» **TO BE DONE**
Recast the records as a Markdown table with the columns Row and Line, running from the first line of the records through the line holding "left=276, top=47, right=288, bottom=59", both ends included. Number each nonblank line in Row, skip blank lines, and leave the pictures out.

» **GIVEN ENTRIES**
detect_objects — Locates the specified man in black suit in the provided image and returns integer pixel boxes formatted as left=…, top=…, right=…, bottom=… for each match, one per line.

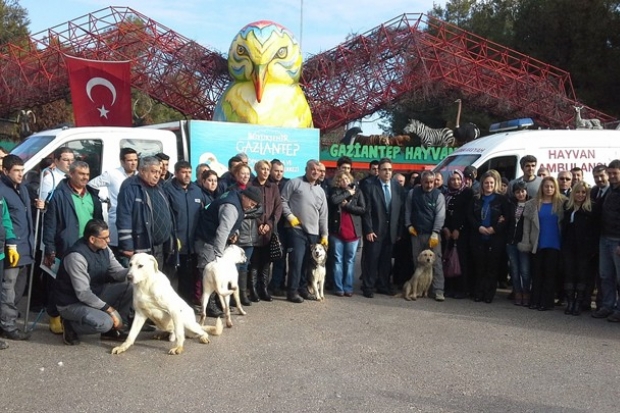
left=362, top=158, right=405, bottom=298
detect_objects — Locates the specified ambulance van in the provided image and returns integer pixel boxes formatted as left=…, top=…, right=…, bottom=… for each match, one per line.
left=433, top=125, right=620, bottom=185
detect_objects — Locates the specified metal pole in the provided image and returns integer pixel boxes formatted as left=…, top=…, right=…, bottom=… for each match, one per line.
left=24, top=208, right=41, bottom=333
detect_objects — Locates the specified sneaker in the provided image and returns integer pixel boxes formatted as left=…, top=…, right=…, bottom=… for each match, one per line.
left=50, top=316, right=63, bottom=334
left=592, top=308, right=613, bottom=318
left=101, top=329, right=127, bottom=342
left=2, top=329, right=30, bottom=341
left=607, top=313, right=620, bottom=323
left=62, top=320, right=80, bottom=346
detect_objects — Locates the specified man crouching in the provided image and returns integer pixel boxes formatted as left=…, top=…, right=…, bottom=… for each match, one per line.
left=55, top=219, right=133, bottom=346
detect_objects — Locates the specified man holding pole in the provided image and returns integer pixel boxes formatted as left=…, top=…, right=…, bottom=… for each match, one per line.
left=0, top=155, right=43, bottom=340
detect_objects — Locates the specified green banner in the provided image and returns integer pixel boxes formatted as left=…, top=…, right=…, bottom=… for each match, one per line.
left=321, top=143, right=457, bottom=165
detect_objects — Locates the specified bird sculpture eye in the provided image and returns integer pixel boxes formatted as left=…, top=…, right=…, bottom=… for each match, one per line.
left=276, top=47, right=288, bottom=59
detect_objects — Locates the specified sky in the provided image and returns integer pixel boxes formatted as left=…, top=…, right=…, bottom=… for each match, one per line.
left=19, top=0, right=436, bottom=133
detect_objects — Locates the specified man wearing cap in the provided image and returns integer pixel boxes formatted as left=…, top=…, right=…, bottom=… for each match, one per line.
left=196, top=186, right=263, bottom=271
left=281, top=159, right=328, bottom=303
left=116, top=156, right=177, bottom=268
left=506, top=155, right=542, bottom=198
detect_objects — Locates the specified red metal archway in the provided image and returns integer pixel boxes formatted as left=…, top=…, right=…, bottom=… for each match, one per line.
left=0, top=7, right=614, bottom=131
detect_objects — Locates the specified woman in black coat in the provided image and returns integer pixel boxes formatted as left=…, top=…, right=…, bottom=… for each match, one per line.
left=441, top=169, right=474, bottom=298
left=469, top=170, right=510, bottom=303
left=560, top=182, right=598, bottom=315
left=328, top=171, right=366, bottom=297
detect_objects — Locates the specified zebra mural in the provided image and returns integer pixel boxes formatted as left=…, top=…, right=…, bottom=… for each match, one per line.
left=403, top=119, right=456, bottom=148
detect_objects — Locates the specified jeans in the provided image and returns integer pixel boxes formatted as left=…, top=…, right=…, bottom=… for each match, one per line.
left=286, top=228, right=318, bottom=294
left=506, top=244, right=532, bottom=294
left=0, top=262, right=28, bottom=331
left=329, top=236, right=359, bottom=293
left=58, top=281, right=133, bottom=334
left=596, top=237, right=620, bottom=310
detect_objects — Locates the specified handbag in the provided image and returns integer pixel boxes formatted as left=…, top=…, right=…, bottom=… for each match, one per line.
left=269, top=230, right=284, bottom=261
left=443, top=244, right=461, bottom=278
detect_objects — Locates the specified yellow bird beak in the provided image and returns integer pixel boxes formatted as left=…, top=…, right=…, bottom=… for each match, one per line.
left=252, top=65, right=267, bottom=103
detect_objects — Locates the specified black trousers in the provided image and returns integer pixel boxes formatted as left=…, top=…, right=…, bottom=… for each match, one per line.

» **PROBLEM SOLUTION**
| Row | Line |
|---|---|
| 1 | detect_objects — Locates the specified man in black suit in the provided image and returns integer pixel boxes formatted as left=…, top=…, right=…, bottom=… for each match, one per line. |
| 2 | left=362, top=158, right=405, bottom=298 |
| 3 | detect_objects — Locates the specified ambulance van in the provided image and returns integer pixel boxes formatted as left=…, top=…, right=…, bottom=… for each match, one per line. |
| 4 | left=433, top=125, right=620, bottom=185 |
| 5 | detect_objects — Locates the specified metal pole in the provided image and returns integer pixel boxes formatted as left=…, top=…, right=…, bottom=… for each match, one per line. |
| 6 | left=24, top=208, right=41, bottom=333 |
| 7 | detect_objects — Locates the specified sneaker in the provided image and returns integer pixel boxes formatted as left=…, top=…, right=…, bottom=… for each match, one per line. |
| 8 | left=50, top=316, right=63, bottom=334 |
| 9 | left=592, top=308, right=613, bottom=318 |
| 10 | left=101, top=329, right=127, bottom=342 |
| 11 | left=2, top=329, right=30, bottom=341 |
| 12 | left=607, top=313, right=620, bottom=323 |
| 13 | left=62, top=320, right=80, bottom=346 |
| 14 | detect_objects — Locates the specified man crouching in the provided image and returns integer pixel boxes formatted as left=…, top=…, right=…, bottom=… for each match, one per line. |
| 15 | left=55, top=219, right=133, bottom=346 |
| 16 | detect_objects — Locates the specified man holding pole in the provided image and returns integer pixel boxes formatted as left=…, top=…, right=…, bottom=… for each match, one per line. |
| 17 | left=0, top=155, right=43, bottom=340 |
| 18 | detect_objects — Locates the specified green banner in the provided image and returns integer pixel boxes formatted as left=…, top=…, right=…, bottom=… for each match, one per line. |
| 19 | left=321, top=143, right=457, bottom=165 |
| 20 | detect_objects — Locates the specified bird sculpture eye in the provided image and returns integer pixel boxes formatted as left=…, top=…, right=…, bottom=… for each match, one per line. |
| 21 | left=276, top=47, right=288, bottom=59 |